▶ [ACTIONS TO TAKE]
**a.** From the post on the Canley supplied kit, reproduce the passage starting with "Been playing with" and going on through "the pin in.".
**b.** Answer these from the post on the Canley supplied kit:
(i) What was not supplied with the kit?
(ii) What torque figure in ft-lbs does Caterham specify for the enlarged nut?
(iii) By how much is the Canley supplied housing/carrier oversized?

──────── EXTRACT PROVIDED

Been playing with a Canley supplied kit.
Firstly no instructions supplied.
Which is not ideal, as the hub assembly and fitting proceedure IS NOT AS PER A TRIUMPH.
Instructions are important.
If you do the castle nut up finger tight and back it off to get the pin in and you could damage the stubaxle and suffer leakage of grease and scuffing wear on the spacer/shims and castle nut.... Its hard to describe but looking at the unit assembled its not designed to operate as per normal. Won't bore you with details.
Caterham specify a torque figure of 11mn or 8 ft-lbs for the enlarged nut, not much endfloat! A bit more than finger tight! Back very off slightly if needed to get the pin in.
Not a free castle nut and held by the pin as per normal.
http://www.asvx77.dsl.pipex.com/misc/ur_front_hub_fitting.pdf
This may help. It certainly helps you assemble them correctly as at £225 its not out of order to print out two sheets of paper to help people do it RIGHT.
There is (in my opinion) a problem to fix with the CC SPORT lower bearing carrier. Having chatted to Caterham the Lower Spherical bearing should be a FIRM fit in the carrier. This is BASIC engineering. A spherical outer case just as with a bearing race must be a tolerance fit in a housing to stop it moving, rotating and eating the carrier/seat area. Any play in such a part will create rapid wear. Lucky the carrier will rust and corrode, as any metal part will and this will take up the slack if you're lucky...Great!
Sadly the Canley supplied housing/carrier is 3.5thou 0.0035" oversized (opinion of two micrometers)the bearing just falls in and out and clonks from side to side when the carrier is perfectly clean and shaken when assembled with the bearing in it (opinion of my ears), the bearing is loose and will be osilating over each bump and the hardened steel outer casing of the bearing will be damaging and increasing the oversized opening on each bump/corner or small stone. So looks like a couple of sets of proper bearing carriers need to made, to correct tolerances, will need to be made to ensure reliable and safe service.
What lead me to find this out was firstly I dismantle EVERYTHING I lay my hands on. But what triggered this, was the unit, upright and carrier, came assembled.

────────────────
──────── RAW RECORDS

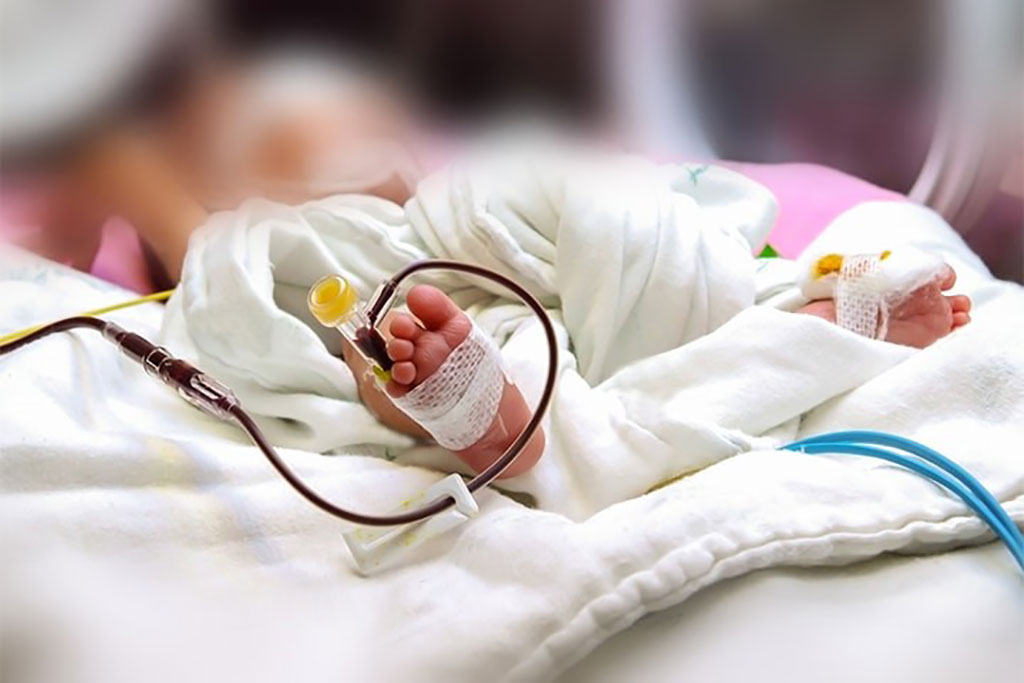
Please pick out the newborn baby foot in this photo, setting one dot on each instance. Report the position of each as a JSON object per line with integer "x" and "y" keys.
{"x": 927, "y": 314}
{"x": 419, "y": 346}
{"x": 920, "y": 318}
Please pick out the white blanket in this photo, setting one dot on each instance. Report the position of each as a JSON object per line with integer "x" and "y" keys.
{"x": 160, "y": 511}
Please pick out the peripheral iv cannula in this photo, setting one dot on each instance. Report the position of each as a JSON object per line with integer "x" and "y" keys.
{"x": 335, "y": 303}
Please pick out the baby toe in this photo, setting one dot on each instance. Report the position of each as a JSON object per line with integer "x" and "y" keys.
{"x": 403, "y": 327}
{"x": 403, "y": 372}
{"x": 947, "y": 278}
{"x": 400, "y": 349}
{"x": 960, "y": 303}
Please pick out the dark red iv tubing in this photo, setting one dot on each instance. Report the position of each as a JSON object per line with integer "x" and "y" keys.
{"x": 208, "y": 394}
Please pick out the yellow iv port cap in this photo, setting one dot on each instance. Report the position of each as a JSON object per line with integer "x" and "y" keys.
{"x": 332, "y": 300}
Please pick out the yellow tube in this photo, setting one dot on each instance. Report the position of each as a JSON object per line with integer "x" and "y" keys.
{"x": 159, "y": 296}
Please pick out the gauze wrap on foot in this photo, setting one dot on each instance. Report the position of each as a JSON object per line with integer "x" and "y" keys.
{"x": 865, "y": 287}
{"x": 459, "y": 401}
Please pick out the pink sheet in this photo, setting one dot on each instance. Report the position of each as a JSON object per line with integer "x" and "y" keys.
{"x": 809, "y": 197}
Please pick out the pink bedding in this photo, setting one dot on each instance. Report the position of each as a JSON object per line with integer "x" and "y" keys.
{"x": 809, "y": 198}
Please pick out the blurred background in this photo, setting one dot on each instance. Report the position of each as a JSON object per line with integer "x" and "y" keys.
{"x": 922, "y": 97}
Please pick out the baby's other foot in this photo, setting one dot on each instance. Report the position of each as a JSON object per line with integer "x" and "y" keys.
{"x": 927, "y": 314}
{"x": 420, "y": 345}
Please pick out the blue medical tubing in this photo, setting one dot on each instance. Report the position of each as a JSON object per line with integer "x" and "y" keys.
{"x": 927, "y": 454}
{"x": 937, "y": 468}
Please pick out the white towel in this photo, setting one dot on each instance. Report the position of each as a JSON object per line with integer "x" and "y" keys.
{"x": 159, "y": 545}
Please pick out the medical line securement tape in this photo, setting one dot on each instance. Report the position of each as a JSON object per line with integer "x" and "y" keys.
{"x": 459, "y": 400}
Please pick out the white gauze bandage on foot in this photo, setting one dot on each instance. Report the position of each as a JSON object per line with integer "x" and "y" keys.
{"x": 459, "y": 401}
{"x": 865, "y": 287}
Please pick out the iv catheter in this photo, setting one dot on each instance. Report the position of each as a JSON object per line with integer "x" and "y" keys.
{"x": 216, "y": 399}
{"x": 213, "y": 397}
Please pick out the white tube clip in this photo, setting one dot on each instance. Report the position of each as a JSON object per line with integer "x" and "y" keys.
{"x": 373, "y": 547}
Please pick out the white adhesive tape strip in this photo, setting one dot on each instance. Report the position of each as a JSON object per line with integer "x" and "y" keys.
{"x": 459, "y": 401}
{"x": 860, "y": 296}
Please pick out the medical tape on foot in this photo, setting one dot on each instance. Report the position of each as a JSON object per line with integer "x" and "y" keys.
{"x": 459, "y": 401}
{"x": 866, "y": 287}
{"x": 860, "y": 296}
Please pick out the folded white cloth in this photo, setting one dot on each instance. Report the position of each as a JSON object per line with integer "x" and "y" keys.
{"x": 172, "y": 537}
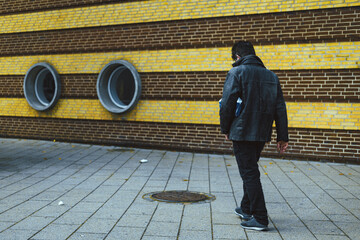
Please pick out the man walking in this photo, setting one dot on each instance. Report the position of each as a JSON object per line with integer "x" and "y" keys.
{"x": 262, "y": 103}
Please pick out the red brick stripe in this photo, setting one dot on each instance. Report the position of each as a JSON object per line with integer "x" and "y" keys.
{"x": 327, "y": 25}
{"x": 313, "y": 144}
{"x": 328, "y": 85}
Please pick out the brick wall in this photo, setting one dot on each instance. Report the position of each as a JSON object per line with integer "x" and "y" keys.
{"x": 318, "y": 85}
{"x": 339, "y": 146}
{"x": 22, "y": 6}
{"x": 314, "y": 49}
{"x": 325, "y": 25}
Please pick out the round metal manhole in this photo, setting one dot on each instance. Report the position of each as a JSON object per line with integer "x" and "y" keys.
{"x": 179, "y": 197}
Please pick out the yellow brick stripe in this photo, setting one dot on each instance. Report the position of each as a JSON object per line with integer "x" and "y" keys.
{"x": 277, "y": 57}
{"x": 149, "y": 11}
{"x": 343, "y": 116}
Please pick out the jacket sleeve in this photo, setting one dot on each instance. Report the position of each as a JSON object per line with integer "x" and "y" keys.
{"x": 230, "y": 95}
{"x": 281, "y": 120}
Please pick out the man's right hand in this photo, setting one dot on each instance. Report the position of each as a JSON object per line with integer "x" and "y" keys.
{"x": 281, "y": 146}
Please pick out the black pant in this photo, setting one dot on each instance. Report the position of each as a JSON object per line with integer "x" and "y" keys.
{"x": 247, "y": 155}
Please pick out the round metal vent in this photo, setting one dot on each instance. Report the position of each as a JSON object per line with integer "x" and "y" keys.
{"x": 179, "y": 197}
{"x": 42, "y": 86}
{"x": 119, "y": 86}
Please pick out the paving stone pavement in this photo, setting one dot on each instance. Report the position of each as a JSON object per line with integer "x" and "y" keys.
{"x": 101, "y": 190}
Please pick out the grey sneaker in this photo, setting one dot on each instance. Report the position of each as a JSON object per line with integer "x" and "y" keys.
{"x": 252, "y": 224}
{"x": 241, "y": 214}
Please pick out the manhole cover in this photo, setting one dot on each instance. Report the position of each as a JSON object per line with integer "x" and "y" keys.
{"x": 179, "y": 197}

────────────────

▶ [THE RESULTS]
**a.**
Been playing with a Canley supplied kit.
Firstly no instructions supplied.
Which is not ideal, as the hub assembly and fitting proceedure IS NOT AS PER A TRIUMPH.
Instructions are important.
If you do the castle nut up finger tight and back it off to get the pin in and you could damage the stubaxle and suffer leakage of grease and scuffing wear on the spacer/shims and castle nut.... Its hard to describe but looking at the unit assembled its not designed to operate as per normal. Won't bore you with details.
Caterham specify a torque figure of 11mn or 8 ft-lbs for the enlarged nut, not much endfloat! A bit more than finger tight! Back very off slightly if needed to get the pin in.

**b.**
(i) Instructions.
(ii) 8 ft-lbs.
(iii) 3.5 thou (0.0035").